* _Problems and tasks_:
**1.** In the excerpt on question generation and rating, what scale was used for the 3 of 17 quality measures that were not scored yes/no?
**2.** From the excerpt on question generation and rating, set down everything from "Each of the 8" down to "five-point Likert scale.".

We utilized fourteen human-generated questions from the existing family medicine residency MCQ bank at the University of Toronto. We intended to include ten questions, however, due to human error leading to a protocol deviation, four additional questions were included, rated, and analyzed. Our a priori plan allocated an equal number of items (10/10/10/10) to each generation method to preserve balance for estimation and comparability. Owing to a protocol deviation (human error during survey set-up), 14 expert-generated items were distributed and rated. Because these items had already been scored by all raters, and removal would unnecessarily discard data and reduce precision, we retained all observations and accounted for potential imbalance with mixed-effects models. We also note this deviation as a limitation.

We created ten GPT-4 questions generated using cloning from the existing undergraduate medicine and postgraduate family medicine residency MCQ banks. Cloning involves providing GPT-4 with an existing question and asking it to create a similar question, but modifying the stem, answer, or other components of the options. We provided the question and asked GPT-4 to create similar questions based on the provided reference questions as a guide.

We created ten GPT-4 questions generated using the prompt template in Table 2.

Ten GPT-4 generated questions were created using the novel prompt template in Table 2 and were then appraised and modified by a single investigator with expertise in post-graduate medical testing (F.L.) without the use of GPT-4.

Question rating scale

Writing an effective MCQ is a challenging task, especially in the medical context [11]. Clinical vignettes, questions, answers, and distractors must be carefully crafted to assess multiple domains of psychometric performance.

Each of the 8 subject matter experts recruited, scored each of the 44 FM MCQs with respect to 17 domains of quality. 14/17 quality measures were scored using a binary (yes/no) measurement scale; whereas, 3/17 quality measures were scored using an ordinal five-point Likert scale.

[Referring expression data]
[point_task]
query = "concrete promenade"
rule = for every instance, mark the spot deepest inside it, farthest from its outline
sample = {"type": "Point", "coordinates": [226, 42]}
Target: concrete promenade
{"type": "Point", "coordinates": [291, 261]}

* _Completed exercise_:
**1.** An ordinal five-point Likert scale.

**2.**
Each of the 8 subject matter experts recruited, scored each of the 44 FM MCQs with respect to 17 domains of quality. 14/17 quality measures were scored using a binary (yes/no) measurement scale; whereas, 3/17 quality measures were scored using an ordinal five-point Likert scale.